*Task requirements:* Copy the listing from the line with "Note to the class: find the boy's arm" through the last line of the listing, including both of those lines. Leave the pictures out of your copy.

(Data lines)
—————

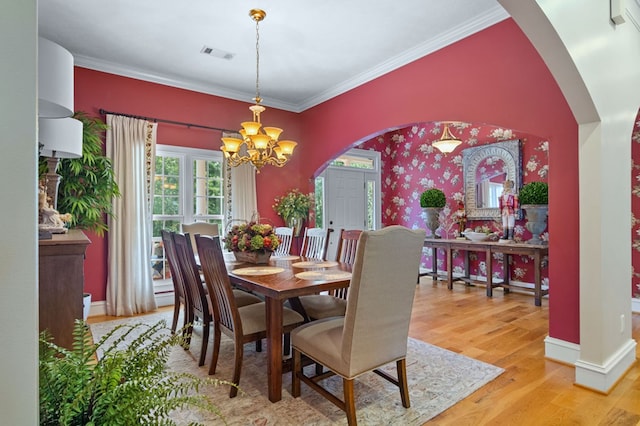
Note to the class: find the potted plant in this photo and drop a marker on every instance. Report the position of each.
(432, 201)
(113, 383)
(294, 208)
(251, 242)
(534, 200)
(87, 185)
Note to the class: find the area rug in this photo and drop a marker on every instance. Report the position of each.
(437, 378)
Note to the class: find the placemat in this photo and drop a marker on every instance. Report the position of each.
(325, 275)
(316, 264)
(258, 270)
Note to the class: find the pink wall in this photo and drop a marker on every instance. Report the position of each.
(494, 77)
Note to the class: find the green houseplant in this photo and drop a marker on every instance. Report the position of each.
(534, 200)
(534, 193)
(432, 201)
(294, 208)
(106, 384)
(87, 185)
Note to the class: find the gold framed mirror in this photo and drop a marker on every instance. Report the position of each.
(485, 168)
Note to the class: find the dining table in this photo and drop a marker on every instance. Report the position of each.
(284, 278)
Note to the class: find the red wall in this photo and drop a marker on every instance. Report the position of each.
(493, 77)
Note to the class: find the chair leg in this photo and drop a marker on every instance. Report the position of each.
(295, 370)
(349, 402)
(401, 365)
(216, 349)
(237, 369)
(176, 314)
(205, 342)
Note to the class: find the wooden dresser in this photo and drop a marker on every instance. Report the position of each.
(61, 284)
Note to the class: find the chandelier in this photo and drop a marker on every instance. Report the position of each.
(259, 145)
(447, 143)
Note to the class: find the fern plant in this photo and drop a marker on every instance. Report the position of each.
(87, 185)
(110, 383)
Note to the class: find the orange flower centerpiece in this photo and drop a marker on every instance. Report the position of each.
(251, 242)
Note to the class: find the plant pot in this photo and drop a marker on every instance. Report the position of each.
(433, 219)
(536, 215)
(296, 224)
(256, 257)
(86, 305)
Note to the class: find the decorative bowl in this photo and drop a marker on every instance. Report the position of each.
(477, 236)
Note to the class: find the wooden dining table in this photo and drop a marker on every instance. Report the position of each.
(282, 279)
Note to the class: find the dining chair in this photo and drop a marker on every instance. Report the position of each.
(318, 306)
(375, 328)
(315, 243)
(179, 289)
(286, 236)
(202, 228)
(243, 324)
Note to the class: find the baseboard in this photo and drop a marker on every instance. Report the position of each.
(100, 308)
(561, 350)
(602, 378)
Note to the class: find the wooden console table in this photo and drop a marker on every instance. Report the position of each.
(489, 248)
(61, 284)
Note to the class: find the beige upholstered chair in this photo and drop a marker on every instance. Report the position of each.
(286, 236)
(202, 228)
(242, 324)
(315, 243)
(375, 328)
(318, 306)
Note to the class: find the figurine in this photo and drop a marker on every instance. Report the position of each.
(508, 203)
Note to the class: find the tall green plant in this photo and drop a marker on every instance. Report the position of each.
(87, 185)
(110, 383)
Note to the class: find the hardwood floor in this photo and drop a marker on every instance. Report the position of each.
(509, 332)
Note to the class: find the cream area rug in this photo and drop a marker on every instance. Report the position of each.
(437, 378)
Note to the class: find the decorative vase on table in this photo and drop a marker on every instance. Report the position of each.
(296, 223)
(433, 220)
(257, 257)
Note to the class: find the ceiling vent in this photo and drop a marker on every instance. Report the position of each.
(216, 53)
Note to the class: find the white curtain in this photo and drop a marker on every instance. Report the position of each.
(131, 146)
(240, 193)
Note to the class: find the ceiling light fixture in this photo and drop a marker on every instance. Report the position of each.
(447, 143)
(261, 145)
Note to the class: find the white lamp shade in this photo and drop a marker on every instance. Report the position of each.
(61, 137)
(55, 80)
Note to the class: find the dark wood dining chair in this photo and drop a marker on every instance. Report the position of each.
(242, 324)
(315, 243)
(317, 306)
(375, 328)
(179, 289)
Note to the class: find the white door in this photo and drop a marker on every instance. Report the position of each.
(345, 198)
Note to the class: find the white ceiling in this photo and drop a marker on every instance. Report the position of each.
(310, 51)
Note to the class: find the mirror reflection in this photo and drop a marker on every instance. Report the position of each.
(486, 167)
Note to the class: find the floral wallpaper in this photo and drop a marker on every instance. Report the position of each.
(410, 165)
(635, 209)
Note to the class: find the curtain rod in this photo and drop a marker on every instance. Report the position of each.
(160, 120)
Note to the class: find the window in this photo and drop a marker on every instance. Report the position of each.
(188, 188)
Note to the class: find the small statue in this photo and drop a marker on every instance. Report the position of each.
(49, 218)
(508, 203)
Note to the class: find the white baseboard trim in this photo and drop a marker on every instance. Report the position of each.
(603, 377)
(561, 350)
(100, 308)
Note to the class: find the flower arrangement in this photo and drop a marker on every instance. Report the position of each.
(251, 237)
(293, 204)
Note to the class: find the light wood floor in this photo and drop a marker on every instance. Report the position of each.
(509, 331)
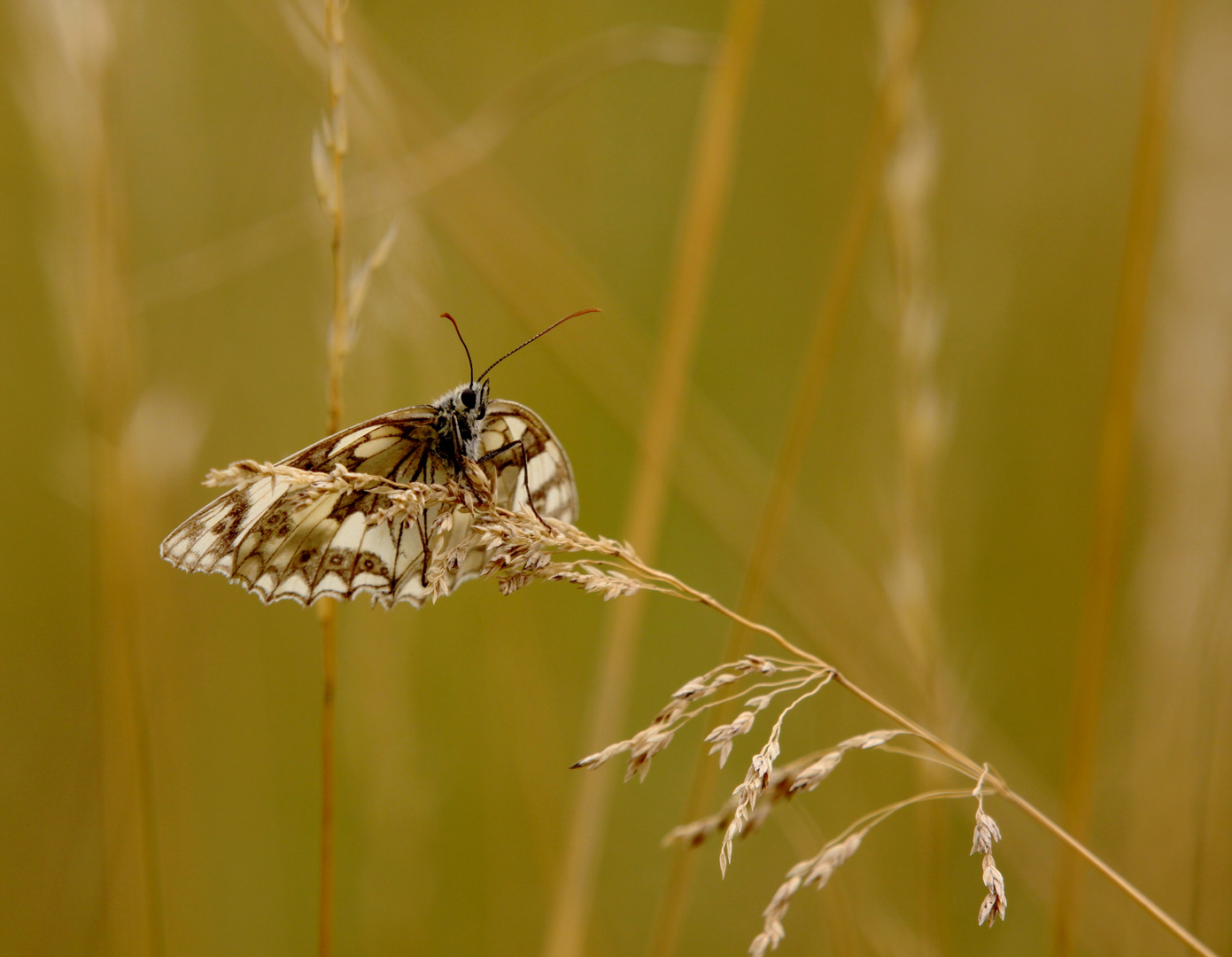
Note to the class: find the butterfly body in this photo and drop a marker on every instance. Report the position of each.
(279, 544)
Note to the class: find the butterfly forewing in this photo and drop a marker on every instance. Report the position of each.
(279, 543)
(548, 474)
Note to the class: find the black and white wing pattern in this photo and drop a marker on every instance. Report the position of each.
(548, 472)
(275, 543)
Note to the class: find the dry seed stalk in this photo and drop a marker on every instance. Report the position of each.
(519, 548)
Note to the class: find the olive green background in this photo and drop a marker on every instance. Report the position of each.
(457, 723)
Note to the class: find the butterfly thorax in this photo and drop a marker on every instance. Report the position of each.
(460, 416)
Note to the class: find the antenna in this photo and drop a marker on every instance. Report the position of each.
(446, 315)
(570, 315)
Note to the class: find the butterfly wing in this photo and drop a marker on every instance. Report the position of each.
(547, 468)
(276, 544)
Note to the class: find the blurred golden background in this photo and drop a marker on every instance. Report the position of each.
(970, 261)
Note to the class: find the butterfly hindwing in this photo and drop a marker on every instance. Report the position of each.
(280, 543)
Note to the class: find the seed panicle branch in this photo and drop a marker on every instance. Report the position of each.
(519, 548)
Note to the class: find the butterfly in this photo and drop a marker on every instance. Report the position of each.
(276, 543)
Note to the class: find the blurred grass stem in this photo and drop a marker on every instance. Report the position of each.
(705, 206)
(339, 340)
(1115, 460)
(865, 194)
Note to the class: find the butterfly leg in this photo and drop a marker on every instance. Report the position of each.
(526, 474)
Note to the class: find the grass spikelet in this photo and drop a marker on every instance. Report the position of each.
(519, 548)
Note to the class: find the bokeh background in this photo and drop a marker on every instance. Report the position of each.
(932, 241)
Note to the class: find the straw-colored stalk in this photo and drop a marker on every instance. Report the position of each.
(519, 548)
(913, 570)
(329, 147)
(66, 88)
(705, 205)
(900, 56)
(1115, 456)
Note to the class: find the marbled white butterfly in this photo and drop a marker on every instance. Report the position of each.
(274, 543)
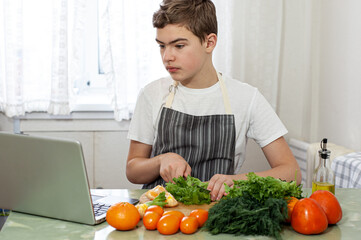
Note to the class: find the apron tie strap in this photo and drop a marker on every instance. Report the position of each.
(227, 105)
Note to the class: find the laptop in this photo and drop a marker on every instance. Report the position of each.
(47, 177)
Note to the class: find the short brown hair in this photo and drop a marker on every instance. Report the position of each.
(198, 16)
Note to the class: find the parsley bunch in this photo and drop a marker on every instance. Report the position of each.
(262, 188)
(246, 215)
(189, 190)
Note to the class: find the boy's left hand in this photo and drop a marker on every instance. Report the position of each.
(216, 185)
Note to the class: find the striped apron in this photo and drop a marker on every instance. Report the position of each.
(207, 143)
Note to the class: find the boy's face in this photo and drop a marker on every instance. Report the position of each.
(183, 54)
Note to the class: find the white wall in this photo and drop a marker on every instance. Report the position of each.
(320, 74)
(340, 73)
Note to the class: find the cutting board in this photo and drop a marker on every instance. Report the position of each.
(186, 209)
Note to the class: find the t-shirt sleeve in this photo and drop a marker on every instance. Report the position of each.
(265, 126)
(141, 126)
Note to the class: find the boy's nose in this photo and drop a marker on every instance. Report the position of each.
(168, 55)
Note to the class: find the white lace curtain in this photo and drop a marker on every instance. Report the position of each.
(37, 77)
(248, 49)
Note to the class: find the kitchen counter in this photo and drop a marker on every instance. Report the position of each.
(24, 226)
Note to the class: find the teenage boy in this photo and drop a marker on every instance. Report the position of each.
(196, 122)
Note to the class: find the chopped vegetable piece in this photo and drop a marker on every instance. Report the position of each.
(160, 200)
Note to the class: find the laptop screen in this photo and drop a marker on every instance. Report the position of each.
(44, 176)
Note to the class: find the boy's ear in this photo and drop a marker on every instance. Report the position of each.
(210, 42)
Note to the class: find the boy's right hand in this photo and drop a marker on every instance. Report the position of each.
(172, 166)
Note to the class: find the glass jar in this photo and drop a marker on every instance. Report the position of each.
(323, 176)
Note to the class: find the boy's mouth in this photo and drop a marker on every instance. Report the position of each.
(172, 69)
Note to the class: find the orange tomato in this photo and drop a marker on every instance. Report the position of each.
(150, 220)
(168, 224)
(290, 205)
(201, 215)
(329, 204)
(179, 214)
(123, 216)
(308, 217)
(155, 208)
(189, 225)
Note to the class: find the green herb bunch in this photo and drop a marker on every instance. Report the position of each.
(246, 215)
(262, 188)
(256, 206)
(189, 190)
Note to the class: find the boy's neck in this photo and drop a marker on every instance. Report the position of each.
(204, 79)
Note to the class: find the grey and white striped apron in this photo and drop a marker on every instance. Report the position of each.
(207, 143)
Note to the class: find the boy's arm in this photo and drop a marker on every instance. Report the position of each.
(283, 165)
(141, 168)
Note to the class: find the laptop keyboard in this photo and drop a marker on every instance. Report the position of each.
(100, 208)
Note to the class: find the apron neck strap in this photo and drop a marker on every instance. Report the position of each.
(227, 105)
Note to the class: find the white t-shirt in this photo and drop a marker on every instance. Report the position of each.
(254, 117)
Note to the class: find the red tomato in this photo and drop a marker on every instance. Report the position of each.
(329, 204)
(155, 208)
(290, 205)
(123, 216)
(201, 215)
(168, 224)
(308, 217)
(189, 225)
(150, 220)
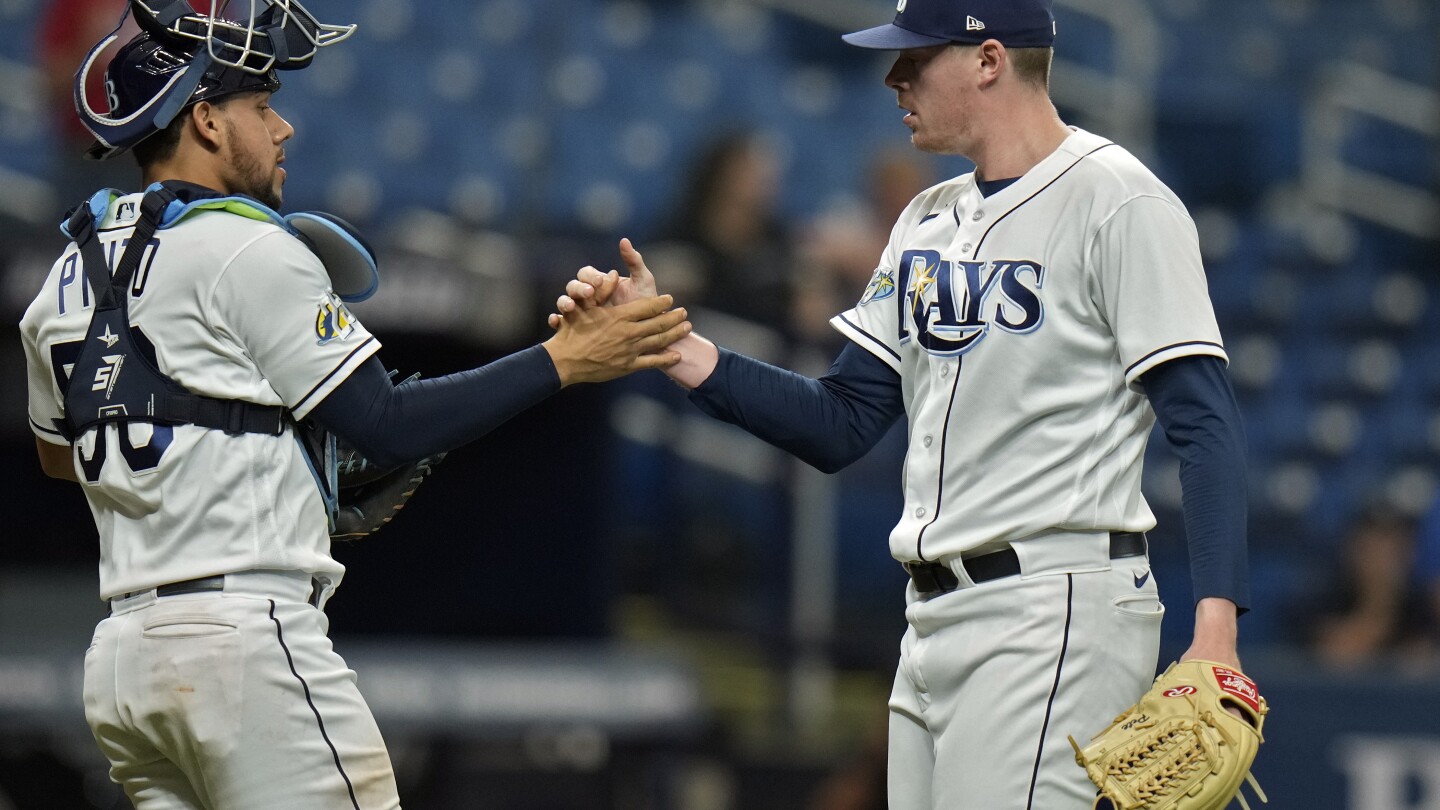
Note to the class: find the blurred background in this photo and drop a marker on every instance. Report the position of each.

—————

*Solution:*
Note to the class: find the boy's arm in this photo and drop a marker on every instance. Report the position of each.
(283, 165)
(141, 168)
Note to the class: find the laptop keyboard in this photo and drop a marker on every instance. Report the position of each.
(100, 208)
Note to the class: find the apron neck strap in this photo and drop a marker on every instance. Report the position of each.
(227, 105)
Note to the class: find the white t-shirt in this photo and drop a marker on every instance. Report the position of each.
(254, 117)
Note to the class: find the red tomato in this photo and drop a marker on every instance. Report the position of each.
(329, 204)
(155, 208)
(290, 205)
(123, 216)
(201, 215)
(168, 224)
(308, 217)
(189, 225)
(150, 220)
Note to the class: find the blurred background in this photo and drop a marker on every instance. Report the position of each.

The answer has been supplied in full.